AIM.
Copy the stretch from the line containing "target | plaid shirt" through the line containing "[(235, 350), (160, 350)]", keeping every line as it appears.

RECORD SET.
=-=-=

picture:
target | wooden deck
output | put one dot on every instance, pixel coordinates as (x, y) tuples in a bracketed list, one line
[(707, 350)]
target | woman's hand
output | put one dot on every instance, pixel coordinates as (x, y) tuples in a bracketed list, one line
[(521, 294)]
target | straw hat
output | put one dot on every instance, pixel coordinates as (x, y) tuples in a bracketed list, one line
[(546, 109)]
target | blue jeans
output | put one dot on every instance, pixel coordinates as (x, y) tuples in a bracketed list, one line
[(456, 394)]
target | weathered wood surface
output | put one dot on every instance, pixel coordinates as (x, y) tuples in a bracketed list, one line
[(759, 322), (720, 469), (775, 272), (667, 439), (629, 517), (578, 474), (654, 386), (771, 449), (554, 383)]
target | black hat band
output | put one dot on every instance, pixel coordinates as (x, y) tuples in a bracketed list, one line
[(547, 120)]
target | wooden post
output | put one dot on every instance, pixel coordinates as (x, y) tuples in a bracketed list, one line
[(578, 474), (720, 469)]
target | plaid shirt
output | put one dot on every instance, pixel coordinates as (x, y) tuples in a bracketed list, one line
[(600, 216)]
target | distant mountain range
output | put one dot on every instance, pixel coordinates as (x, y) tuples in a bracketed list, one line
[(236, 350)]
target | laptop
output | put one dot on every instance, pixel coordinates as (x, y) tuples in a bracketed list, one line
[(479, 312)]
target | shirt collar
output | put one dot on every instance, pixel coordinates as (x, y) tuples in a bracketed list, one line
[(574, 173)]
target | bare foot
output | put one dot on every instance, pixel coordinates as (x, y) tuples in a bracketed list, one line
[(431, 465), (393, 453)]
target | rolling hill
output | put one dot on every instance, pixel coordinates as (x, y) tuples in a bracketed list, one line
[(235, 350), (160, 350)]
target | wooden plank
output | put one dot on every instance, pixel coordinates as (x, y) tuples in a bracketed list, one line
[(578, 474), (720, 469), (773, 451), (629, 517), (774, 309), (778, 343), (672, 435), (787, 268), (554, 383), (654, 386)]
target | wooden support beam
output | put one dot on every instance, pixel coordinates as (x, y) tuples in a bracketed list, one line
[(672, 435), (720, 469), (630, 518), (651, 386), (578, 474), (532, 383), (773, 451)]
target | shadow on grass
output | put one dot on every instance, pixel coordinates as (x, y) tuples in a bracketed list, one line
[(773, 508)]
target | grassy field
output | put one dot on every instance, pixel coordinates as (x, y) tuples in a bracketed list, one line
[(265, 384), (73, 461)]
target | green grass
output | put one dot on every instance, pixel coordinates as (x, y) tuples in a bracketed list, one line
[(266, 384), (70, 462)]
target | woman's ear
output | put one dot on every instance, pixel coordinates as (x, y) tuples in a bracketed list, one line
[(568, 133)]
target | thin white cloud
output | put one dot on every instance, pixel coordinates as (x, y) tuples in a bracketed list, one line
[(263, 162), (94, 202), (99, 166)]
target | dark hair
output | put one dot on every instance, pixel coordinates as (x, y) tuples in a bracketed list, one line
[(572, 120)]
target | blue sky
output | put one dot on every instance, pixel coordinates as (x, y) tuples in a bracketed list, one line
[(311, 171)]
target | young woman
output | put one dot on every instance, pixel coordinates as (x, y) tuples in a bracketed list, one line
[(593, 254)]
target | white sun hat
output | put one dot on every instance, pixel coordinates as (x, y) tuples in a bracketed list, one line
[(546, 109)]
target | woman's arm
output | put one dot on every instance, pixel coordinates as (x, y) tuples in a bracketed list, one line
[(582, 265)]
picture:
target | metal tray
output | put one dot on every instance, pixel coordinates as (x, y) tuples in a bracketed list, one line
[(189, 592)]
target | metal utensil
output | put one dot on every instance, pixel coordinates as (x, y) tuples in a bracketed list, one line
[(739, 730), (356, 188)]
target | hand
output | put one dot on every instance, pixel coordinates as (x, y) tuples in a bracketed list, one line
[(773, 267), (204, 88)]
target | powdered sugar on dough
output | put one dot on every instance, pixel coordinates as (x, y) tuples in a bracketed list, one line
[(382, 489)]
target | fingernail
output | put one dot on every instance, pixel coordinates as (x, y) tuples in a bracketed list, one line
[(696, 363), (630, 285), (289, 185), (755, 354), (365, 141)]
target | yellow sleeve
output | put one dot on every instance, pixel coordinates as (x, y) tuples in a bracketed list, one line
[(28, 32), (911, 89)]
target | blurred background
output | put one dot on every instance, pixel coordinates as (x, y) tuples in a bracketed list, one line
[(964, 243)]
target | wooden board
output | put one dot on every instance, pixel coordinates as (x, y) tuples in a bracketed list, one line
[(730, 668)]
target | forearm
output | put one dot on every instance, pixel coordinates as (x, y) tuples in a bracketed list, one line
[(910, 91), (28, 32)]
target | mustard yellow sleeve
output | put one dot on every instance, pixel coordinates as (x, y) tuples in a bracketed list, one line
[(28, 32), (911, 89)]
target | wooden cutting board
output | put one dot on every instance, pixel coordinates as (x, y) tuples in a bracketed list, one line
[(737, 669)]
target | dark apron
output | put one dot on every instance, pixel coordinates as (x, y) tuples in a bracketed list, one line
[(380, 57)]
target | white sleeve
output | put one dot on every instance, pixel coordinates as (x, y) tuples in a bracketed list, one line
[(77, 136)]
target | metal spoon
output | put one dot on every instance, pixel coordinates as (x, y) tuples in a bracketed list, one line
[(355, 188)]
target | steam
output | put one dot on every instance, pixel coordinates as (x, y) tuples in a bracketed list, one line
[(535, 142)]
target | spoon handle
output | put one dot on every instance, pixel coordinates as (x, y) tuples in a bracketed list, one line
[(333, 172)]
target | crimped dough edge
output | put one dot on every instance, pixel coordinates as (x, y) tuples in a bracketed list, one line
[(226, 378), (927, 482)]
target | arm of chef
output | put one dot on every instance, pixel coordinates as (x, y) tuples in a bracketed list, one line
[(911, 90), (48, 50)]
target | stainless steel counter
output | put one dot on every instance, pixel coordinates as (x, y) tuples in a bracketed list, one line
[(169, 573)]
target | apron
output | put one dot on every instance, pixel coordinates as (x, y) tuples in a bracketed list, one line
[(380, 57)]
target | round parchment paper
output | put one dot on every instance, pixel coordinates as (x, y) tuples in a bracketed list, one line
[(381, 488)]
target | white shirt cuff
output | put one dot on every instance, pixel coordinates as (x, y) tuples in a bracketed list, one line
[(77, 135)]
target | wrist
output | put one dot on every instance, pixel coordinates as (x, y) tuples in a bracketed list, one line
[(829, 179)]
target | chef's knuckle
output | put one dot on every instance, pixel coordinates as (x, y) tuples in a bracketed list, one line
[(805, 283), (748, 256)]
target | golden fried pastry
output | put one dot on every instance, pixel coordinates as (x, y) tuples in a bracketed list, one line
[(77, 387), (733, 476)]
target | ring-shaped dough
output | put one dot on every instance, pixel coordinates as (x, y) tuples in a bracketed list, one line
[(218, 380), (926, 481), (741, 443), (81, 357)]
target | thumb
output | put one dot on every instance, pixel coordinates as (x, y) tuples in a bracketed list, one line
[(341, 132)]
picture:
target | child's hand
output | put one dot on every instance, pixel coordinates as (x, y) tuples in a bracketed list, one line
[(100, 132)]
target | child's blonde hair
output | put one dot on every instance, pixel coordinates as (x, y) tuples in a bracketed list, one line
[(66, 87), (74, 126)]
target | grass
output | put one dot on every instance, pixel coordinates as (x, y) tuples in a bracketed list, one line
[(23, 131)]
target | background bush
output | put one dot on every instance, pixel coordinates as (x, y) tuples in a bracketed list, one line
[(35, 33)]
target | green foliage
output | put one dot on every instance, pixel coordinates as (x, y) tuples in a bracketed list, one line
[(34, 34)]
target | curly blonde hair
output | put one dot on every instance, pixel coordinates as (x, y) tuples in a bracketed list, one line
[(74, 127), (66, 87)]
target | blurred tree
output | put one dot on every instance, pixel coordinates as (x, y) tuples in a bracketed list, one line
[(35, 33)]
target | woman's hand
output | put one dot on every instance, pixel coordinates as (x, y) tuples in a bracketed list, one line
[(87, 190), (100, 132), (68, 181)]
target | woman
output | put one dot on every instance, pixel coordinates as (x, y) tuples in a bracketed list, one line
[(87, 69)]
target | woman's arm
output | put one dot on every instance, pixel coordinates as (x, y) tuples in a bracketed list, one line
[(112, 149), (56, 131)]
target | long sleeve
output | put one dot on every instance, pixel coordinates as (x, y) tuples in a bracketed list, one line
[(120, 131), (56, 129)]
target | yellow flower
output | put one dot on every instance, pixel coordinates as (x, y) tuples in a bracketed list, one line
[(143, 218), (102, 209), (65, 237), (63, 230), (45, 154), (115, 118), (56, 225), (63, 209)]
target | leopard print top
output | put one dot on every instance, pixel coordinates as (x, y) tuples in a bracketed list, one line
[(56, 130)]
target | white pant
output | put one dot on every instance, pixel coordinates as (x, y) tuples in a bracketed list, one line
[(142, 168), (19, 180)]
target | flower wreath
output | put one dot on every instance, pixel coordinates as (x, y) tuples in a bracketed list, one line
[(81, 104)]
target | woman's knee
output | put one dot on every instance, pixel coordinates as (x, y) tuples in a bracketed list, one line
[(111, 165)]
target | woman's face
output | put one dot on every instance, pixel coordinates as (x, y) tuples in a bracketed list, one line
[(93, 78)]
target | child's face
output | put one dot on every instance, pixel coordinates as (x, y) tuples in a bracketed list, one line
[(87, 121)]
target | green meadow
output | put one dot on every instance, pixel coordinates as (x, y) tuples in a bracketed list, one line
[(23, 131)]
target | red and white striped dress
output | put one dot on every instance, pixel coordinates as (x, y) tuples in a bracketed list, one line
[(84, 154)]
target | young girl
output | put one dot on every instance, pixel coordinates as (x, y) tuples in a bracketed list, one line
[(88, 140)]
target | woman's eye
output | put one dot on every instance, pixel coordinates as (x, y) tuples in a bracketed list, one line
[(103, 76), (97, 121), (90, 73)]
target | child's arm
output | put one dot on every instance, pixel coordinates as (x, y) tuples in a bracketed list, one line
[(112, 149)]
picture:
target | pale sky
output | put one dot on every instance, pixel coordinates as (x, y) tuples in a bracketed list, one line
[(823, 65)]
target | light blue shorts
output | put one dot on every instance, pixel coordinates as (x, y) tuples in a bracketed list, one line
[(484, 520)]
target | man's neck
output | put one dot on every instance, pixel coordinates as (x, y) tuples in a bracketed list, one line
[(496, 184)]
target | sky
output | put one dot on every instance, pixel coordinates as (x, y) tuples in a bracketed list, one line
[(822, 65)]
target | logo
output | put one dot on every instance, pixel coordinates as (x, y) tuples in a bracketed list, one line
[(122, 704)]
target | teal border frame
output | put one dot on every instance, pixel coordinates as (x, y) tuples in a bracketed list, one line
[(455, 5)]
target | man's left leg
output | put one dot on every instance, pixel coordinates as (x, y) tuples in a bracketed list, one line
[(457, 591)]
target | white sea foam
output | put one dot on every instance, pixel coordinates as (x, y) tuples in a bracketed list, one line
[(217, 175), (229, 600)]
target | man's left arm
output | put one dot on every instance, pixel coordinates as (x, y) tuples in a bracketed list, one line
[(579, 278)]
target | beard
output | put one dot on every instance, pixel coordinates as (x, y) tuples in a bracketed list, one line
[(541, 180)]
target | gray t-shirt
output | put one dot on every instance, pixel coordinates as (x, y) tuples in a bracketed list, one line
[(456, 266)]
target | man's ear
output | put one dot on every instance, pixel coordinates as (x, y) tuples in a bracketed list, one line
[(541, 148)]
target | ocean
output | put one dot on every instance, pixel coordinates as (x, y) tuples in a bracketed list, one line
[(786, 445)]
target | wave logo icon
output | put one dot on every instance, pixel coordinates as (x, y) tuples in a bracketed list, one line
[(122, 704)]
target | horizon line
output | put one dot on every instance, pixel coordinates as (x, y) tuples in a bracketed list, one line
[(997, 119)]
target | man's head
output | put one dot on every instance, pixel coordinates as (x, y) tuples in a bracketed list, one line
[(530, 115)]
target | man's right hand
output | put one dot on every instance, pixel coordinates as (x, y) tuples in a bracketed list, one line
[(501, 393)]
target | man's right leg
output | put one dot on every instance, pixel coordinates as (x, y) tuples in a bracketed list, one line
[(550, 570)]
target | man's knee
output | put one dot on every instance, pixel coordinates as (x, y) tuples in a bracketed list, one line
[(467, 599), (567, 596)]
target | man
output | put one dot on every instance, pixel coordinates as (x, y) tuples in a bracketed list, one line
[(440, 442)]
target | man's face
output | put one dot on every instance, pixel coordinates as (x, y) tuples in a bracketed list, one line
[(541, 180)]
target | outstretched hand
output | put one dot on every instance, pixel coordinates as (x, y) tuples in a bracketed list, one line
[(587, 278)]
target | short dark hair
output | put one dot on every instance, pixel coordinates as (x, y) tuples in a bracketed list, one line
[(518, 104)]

=-=-=

FINISHED EXERCISE.
target | plaid shirt
output | put one dot on every instance, pixel coordinates as (x, y) tuples in a bracketed list, one line
[(600, 216)]
target | distant mountain range
output | put one dot on every instance, pixel coordinates as (x, y) tuples in a bracketed list, one line
[(236, 350)]
target | laptop
output | put one dot on every instance, pixel coordinates as (x, y) tuples in a bracketed list, one line
[(479, 312)]
target | shirt collar
output | put one dot on every instance, pixel coordinates as (x, y) tuples in a bracketed list, one line
[(574, 173)]
target | bare foot
output | put one dot on every instance, pixel coordinates as (x, y) tuples in a bracketed list, one line
[(431, 465), (393, 453)]
target | rolling hill
output | put one dot on every instance, pixel coordinates as (x, y) tuples in a bracketed list, one line
[(235, 350), (160, 350)]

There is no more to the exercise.